SHORT PROBLEM A => Count how many lines in the entries contain the word "woman", and reply with the number alone.

TEXT TO READ =>
"""

Re: [RFC v4 Patch 0/4] fs/inode.c: optimization for inode lock usage

2012-09-23 Thread Dave Chinner
On Mon, Sep 24, 2012 at 10:42:21AM +0800, Guo Chao wrote:
> On Sat, Sep 22, 2012 at 08:49:12AM +1000, Dave Chinner wrote:
> 
> > On Fri, Sep 21, 2012 at 05:31:02PM +0800, Guo Chao wrote:
> > > This patchset optimizes several places which take the per inode spin lock.
> > > They have not been fully tested yet, thus they are marked as RFC. 
> > 
> > Inodes are RCU freed. The i_lock spinlock on the i_state field forms
> > part of the memory barrier that allows the RCU read side to
> > correctly detect a freed inode during a RCU protected cache lookup
> > (hash list traversal for the VFS, or a radix tree traversal for XFS).
> > The i_lock usage around the hahs list operations ensures the hash
> > list operations are atomic with state changes so that such changes
> > are correctly detected during RCU-protected traversals...
> > 
> > IOWs, removing the i_lock from around the i_state transitions and
> > inode hash insert/remove/traversal operations will cause races in
> > the RCU lookups and result in incorrectly using freed inodes instead
> > of failing the lookup and creating a new one.
> > 
> > So I don't think this is a good idea at all...
> >
> 
> Hello, Dave:
> 
>   Thanks for your explanation.

"""

DATA SUPPLIED =>
"""

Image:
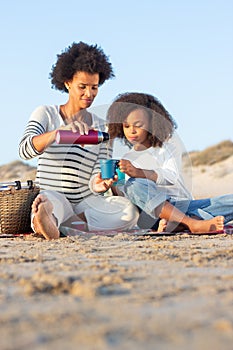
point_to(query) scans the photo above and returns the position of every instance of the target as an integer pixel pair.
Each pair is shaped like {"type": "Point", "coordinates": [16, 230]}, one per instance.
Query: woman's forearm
{"type": "Point", "coordinates": [41, 142]}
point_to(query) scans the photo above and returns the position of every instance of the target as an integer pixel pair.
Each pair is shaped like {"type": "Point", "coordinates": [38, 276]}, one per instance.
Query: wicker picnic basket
{"type": "Point", "coordinates": [15, 207]}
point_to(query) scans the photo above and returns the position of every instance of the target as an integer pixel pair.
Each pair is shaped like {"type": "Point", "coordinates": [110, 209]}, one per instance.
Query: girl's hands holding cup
{"type": "Point", "coordinates": [102, 185]}
{"type": "Point", "coordinates": [127, 167]}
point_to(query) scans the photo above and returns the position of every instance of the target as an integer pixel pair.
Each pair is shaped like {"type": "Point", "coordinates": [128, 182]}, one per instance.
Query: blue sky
{"type": "Point", "coordinates": [180, 51]}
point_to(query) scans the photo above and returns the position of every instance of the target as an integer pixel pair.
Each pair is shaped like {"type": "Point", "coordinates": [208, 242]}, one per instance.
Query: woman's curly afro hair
{"type": "Point", "coordinates": [80, 57]}
{"type": "Point", "coordinates": [161, 123]}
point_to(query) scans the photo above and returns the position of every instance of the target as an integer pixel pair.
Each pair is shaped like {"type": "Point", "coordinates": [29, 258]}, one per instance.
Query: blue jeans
{"type": "Point", "coordinates": [147, 196]}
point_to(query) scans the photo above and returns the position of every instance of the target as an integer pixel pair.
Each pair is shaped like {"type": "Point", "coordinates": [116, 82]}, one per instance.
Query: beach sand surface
{"type": "Point", "coordinates": [117, 292]}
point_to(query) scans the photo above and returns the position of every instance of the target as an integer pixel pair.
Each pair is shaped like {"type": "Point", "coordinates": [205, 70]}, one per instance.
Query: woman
{"type": "Point", "coordinates": [68, 175]}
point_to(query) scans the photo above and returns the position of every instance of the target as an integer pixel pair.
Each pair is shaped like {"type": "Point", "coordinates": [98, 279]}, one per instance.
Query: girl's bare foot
{"type": "Point", "coordinates": [44, 222]}
{"type": "Point", "coordinates": [204, 226]}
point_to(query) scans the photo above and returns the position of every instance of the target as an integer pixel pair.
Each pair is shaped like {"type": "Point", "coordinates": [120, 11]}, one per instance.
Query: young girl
{"type": "Point", "coordinates": [155, 182]}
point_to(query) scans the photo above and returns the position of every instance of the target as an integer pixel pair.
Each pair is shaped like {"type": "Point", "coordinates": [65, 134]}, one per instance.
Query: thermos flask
{"type": "Point", "coordinates": [93, 138]}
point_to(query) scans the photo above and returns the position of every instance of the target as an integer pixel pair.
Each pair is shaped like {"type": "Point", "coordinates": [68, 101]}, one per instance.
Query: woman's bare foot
{"type": "Point", "coordinates": [162, 225]}
{"type": "Point", "coordinates": [204, 226]}
{"type": "Point", "coordinates": [44, 222]}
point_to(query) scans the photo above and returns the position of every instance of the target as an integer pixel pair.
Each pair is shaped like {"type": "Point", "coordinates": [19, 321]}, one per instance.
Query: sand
{"type": "Point", "coordinates": [117, 292]}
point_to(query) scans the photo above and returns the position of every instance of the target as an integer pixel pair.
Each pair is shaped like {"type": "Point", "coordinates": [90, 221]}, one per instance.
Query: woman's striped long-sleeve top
{"type": "Point", "coordinates": [63, 168]}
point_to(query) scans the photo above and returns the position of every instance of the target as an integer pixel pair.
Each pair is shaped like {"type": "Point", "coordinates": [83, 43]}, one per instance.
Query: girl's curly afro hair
{"type": "Point", "coordinates": [80, 57]}
{"type": "Point", "coordinates": [161, 123]}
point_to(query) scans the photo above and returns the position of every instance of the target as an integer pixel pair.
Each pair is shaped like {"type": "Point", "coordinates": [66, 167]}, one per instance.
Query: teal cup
{"type": "Point", "coordinates": [109, 168]}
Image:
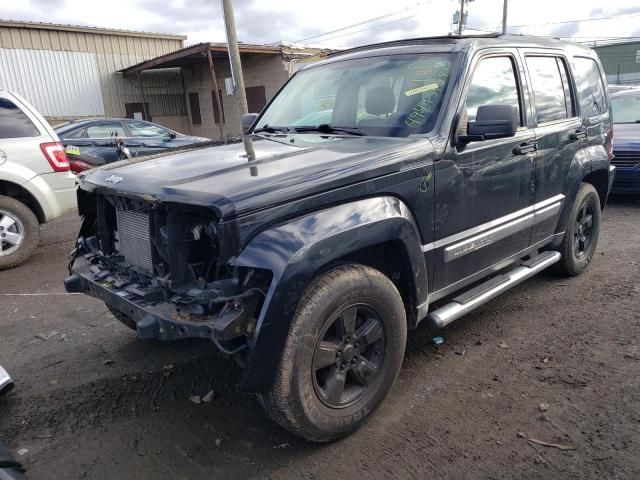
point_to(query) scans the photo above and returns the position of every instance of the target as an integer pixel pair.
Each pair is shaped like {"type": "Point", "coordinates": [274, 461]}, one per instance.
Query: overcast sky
{"type": "Point", "coordinates": [267, 21]}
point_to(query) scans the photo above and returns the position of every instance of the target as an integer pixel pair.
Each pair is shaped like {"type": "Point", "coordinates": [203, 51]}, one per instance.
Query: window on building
{"type": "Point", "coordinates": [256, 98]}
{"type": "Point", "coordinates": [493, 83]}
{"type": "Point", "coordinates": [548, 89]}
{"type": "Point", "coordinates": [14, 123]}
{"type": "Point", "coordinates": [146, 129]}
{"type": "Point", "coordinates": [194, 106]}
{"type": "Point", "coordinates": [590, 86]}
{"type": "Point", "coordinates": [106, 130]}
{"type": "Point", "coordinates": [216, 112]}
{"type": "Point", "coordinates": [136, 110]}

"""

SHORT PROBLEM B => Pick up the mailing-list thread on inode lock usage right after its last line and keep writing it.

EXERCISE RESULT A => 5

EXERCISE RESULT B =>
>  
>   Though I can't fully understand it, your concern seems to be that
> RCU inode lookup will be bothered by this change. But we do not have 
> RCU inode lookup in VFS: inode lookup is done by rather a tranditional
> way. 

Ah, I'd forgotten that neither of these RCU-based lookups ever got
merged:

https://lkml.org/lkml/2010/6/23/397
http://thread.gmane.org/gmane.linux.kernel/1056494

That, however, is the approach that the inode caches shoul dbe
moving towards - RCU lookups to reduce locking, not changing
i_lock/i_state atomicity that has been designed to facilitate RCU
safe lookups...

>   XFS gives me the impression that it implements its own inode cache.
> There may be such thing there. I have little knowledge on XFS, but I
> guess it's unlikely impacted by the change of code implementing VFS 
> inode cache.

Yeah, I dropped the generic inode hash RCU conversion - the
SLAB_DESTROY_BY_RCU was proving to be rather complex, and I didn't
have any motiviation to see it through because I'd already converted
XFs to avoid the global inode_hash_lock and use RCU lookups on it's
internal inode cache...

>   As far as I can see, RCU inode free is for RCU dentry lookup, which
> seems have nothing to do with 'detect a freed inode'.

If you know nothing of the history of this, then it might seem that
way

> Taking i_lock in these
> places looks like to me a result of following old lock scheme blindly when 
> breaking the big global inode lock.

The i_state/i_hash_list/i_lock relationship was created specifically
during the inode_lock breakup to allow us to guarantee that certain
fields of the inode are unchanging without needing to take multiple
nested locks:

$ gl -n 1 250df6e
commit 250df6ed274d767da844a5d9f05720b804240197
Author: Dave Chinner 
Date:   Tue Mar 22 22:23:36 2011 +1100

fs: protect inode->i_state with inode->i_lock

Protect inode state transitions and validity checks with the
inode->i_lock. This enables us to make inode state transitions
independently of the inode_lock and is the first step to peeling
away the inode_lock from the code.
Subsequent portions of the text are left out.